● INFORMATION PROVIDED:
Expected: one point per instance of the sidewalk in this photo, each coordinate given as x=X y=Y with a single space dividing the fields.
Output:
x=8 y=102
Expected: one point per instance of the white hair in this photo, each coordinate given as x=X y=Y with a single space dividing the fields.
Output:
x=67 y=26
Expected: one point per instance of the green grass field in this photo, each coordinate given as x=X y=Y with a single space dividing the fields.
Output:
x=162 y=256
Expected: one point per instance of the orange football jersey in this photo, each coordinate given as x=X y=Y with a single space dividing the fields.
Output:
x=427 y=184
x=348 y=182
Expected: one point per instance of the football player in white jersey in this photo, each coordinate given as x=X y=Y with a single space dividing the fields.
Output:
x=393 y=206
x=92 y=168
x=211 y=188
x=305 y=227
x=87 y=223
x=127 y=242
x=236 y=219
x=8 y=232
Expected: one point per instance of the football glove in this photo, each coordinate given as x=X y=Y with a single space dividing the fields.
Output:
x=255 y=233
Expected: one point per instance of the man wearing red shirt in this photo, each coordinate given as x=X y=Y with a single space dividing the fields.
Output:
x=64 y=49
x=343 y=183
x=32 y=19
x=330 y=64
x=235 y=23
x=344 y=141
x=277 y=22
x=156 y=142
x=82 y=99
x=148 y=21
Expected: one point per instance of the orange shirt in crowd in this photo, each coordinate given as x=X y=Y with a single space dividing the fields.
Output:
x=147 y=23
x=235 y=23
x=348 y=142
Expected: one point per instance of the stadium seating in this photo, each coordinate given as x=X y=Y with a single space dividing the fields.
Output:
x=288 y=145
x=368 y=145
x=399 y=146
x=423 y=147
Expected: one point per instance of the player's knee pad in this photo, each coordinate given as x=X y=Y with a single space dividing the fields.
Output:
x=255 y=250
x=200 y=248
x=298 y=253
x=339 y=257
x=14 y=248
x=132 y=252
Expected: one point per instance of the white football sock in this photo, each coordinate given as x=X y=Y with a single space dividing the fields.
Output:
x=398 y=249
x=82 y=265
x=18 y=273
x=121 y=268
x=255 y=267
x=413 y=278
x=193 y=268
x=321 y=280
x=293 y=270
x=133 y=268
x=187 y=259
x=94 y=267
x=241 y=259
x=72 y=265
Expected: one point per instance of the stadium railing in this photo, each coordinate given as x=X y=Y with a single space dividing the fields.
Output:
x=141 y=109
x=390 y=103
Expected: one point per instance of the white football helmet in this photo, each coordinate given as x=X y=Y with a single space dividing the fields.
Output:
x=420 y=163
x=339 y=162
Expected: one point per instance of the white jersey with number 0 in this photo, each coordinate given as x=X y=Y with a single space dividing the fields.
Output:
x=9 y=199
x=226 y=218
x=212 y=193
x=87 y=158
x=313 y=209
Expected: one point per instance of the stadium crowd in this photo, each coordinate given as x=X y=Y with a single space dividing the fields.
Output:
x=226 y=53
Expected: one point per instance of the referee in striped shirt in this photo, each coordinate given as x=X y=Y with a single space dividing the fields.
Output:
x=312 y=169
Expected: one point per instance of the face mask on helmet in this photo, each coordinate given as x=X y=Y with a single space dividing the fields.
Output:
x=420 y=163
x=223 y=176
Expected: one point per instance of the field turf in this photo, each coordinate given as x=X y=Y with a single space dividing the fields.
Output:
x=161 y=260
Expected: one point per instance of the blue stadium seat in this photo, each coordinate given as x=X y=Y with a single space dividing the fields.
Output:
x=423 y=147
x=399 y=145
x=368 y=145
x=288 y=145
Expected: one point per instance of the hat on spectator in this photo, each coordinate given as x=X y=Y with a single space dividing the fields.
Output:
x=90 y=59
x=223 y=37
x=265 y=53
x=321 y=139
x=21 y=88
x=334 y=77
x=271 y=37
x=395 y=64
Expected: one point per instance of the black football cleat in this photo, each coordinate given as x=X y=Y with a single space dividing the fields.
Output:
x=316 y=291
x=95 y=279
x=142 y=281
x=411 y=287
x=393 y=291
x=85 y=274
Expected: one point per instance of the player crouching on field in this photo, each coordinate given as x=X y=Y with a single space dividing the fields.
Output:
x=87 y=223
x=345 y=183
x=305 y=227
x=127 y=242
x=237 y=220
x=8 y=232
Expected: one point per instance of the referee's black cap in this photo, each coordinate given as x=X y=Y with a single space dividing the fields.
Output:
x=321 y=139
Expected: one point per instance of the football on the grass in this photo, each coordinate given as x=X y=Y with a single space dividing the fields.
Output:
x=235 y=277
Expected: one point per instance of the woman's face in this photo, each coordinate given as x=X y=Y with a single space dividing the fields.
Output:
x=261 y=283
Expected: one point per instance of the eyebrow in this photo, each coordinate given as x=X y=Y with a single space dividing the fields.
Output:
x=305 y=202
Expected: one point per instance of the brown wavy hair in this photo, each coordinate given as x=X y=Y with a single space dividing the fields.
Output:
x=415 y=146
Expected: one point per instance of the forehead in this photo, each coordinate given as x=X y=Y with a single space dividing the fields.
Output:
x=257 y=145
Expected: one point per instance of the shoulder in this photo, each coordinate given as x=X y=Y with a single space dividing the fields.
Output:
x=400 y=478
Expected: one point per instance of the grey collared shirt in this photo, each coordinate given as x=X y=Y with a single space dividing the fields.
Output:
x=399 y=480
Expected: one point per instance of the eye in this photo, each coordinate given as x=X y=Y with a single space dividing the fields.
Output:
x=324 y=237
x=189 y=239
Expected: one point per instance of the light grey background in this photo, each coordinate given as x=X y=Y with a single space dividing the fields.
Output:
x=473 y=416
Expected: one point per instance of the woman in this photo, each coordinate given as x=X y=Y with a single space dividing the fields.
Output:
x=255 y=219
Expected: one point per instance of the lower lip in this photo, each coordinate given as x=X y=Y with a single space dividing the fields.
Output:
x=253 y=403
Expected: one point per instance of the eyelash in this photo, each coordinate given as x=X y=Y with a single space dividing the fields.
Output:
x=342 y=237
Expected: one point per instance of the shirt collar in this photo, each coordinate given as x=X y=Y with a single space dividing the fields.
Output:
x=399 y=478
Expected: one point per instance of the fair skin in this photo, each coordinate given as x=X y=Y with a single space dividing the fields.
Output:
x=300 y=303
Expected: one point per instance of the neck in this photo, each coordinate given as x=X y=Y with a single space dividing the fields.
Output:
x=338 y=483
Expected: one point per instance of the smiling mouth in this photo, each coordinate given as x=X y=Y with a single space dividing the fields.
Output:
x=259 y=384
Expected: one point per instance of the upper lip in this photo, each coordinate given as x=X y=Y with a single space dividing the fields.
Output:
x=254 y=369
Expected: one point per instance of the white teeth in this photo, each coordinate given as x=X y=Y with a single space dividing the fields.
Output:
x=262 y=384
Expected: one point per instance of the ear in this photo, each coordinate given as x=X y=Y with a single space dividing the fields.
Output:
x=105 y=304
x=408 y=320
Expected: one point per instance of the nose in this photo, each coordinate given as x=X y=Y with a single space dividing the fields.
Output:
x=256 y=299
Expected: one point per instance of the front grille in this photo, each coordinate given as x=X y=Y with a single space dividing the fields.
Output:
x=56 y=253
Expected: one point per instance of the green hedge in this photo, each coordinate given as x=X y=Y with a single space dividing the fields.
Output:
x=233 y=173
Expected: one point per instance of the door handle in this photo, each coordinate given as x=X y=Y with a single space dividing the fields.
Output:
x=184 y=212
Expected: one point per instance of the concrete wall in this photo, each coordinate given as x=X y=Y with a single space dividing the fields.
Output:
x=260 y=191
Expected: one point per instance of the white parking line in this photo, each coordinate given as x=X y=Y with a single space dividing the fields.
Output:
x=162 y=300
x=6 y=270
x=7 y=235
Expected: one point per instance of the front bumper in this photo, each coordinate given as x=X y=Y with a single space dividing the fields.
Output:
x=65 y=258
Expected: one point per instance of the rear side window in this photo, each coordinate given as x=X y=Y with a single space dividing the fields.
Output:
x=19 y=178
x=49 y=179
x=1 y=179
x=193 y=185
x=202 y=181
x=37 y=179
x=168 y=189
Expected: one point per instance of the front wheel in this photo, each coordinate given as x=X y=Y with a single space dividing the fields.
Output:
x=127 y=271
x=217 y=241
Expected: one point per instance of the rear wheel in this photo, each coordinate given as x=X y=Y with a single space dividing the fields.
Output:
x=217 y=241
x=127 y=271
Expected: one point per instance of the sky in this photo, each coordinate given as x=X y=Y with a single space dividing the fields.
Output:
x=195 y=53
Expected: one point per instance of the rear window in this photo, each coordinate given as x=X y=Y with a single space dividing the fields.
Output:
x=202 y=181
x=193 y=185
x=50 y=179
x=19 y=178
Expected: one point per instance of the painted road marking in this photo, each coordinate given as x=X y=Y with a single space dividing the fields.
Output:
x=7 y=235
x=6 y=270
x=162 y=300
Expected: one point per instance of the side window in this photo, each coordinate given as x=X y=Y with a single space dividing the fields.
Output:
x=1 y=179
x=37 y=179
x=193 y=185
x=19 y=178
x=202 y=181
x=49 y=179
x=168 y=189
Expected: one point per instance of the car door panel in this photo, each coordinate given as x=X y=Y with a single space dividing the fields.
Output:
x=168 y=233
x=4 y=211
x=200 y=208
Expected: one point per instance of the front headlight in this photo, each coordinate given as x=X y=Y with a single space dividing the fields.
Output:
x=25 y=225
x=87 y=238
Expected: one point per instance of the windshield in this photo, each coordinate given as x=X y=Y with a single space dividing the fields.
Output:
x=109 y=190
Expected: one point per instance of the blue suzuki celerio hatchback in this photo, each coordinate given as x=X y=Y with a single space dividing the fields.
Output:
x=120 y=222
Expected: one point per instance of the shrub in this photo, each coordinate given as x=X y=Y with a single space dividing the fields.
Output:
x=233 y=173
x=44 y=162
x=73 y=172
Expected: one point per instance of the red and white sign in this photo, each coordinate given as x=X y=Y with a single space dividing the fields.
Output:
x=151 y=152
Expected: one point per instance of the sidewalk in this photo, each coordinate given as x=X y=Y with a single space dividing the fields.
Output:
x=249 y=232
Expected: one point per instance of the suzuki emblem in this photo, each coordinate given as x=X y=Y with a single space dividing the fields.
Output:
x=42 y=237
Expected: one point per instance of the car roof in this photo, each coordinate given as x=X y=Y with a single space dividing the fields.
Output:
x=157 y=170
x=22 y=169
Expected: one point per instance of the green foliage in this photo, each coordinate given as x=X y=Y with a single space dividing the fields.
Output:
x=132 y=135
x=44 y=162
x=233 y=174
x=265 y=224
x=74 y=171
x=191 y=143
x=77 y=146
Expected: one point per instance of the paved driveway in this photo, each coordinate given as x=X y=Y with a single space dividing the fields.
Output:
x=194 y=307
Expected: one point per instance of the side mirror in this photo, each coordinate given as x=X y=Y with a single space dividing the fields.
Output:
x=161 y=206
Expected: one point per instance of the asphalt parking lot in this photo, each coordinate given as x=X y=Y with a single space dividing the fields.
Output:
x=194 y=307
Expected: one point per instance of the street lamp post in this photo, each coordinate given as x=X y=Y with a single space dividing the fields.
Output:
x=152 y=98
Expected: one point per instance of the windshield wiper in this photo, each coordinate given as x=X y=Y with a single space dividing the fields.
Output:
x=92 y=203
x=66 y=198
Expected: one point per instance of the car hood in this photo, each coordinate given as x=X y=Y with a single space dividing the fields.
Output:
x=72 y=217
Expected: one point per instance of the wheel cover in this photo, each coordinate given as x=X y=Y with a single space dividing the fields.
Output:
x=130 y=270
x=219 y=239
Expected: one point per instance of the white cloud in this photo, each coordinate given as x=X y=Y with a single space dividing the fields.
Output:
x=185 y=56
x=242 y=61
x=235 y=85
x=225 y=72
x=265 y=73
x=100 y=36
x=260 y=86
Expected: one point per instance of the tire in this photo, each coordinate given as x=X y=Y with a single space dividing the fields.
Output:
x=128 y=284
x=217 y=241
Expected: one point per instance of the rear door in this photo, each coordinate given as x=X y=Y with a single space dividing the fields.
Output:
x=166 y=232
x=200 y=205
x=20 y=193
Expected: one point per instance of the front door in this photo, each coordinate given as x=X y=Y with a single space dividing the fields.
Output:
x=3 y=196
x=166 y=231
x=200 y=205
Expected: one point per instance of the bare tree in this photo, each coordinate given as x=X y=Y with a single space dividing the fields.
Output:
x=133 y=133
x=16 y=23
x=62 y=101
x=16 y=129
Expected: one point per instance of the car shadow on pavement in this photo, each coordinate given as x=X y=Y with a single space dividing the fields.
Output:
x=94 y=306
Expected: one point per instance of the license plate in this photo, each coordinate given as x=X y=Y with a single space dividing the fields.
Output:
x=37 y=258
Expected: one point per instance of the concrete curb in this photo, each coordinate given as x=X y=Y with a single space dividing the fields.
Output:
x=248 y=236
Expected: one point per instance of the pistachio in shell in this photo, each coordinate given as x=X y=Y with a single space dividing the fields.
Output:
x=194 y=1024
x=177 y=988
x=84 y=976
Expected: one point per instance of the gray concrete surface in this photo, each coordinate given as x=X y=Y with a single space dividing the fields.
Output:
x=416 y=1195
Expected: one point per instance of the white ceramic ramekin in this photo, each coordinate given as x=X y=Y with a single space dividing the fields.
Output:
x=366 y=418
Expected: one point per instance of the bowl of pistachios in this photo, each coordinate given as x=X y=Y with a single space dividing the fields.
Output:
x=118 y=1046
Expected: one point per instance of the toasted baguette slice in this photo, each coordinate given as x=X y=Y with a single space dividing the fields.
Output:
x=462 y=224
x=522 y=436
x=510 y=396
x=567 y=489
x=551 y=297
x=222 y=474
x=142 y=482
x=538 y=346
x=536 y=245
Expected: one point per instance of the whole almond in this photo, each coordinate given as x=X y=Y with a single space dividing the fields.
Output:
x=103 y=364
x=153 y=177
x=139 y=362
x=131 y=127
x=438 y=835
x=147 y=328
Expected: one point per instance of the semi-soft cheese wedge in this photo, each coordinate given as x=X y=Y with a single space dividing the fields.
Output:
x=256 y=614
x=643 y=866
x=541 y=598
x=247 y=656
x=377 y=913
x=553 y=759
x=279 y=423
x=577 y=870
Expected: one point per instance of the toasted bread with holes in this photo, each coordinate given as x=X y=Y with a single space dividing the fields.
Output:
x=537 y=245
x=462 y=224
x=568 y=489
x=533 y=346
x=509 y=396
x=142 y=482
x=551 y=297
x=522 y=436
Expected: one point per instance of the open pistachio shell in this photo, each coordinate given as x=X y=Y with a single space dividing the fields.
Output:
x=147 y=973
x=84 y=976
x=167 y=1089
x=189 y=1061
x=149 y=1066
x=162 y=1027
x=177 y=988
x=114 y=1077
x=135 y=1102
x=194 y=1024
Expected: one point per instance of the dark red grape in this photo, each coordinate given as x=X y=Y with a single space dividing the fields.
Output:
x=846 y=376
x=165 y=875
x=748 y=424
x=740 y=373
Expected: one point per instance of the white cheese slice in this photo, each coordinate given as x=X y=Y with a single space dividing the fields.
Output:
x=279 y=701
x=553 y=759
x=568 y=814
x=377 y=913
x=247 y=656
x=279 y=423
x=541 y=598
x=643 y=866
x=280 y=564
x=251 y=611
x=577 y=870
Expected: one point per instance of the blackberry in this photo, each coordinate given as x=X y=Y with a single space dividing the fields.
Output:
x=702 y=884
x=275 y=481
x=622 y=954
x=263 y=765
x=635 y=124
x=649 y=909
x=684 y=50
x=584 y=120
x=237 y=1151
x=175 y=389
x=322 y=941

● PROBLEM STATEMENT:
In the records above, the line with "Expected: one point per instance of the stadium railing" marks the start and the line with "Expected: one point per instance of the hat" marks the end; copy that stretch exactly, both lines included, and nothing else.

● SOLUTION TO THIS PROBLEM:
Expected: one point per instance of the stadium railing in this photo, each coordinate given as x=X y=Y with a single space dividing the fields.
Output:
x=141 y=109
x=390 y=103
Expected: one point per instance of the white football helmet in this photo, each coordinate given as x=X y=Y with a single space dividing the fields.
Output:
x=420 y=163
x=339 y=162
Expected: one point per instance of the white jersey with number 0 in this photo, each coordinate given as x=X y=Y with a single space dividing the fields.
Output:
x=9 y=199
x=226 y=218
x=212 y=193
x=87 y=158
x=313 y=209
Expected: one point per instance of the stadium crowd in this photo, each coordinate given as x=X y=Y with a single space dividing the fields.
Output:
x=226 y=53
Expected: one point per instance of the referee in striped shirt in this photo, each coordinate given as x=X y=Y with a single space dividing the fields.
Output:
x=312 y=169
Expected: one point per instance of the face mask on helmet in this photo, each coordinate given as x=X y=Y with a single space dividing the fields.
Output:
x=420 y=163
x=223 y=176
Expected: one point per instance of the field turf in this photo, each coordinate given as x=X y=Y with a single space dividing the fields.
Output:
x=161 y=260
Expected: one point per instance of the blue stadium seat in this photo, each coordinate given as x=X y=Y with a single space dividing the fields.
Output:
x=423 y=147
x=399 y=145
x=368 y=145
x=288 y=145
Expected: one point per instance of the hat on spectator in this photo, each coordinate given as x=X y=Y with a single space dividing the fields.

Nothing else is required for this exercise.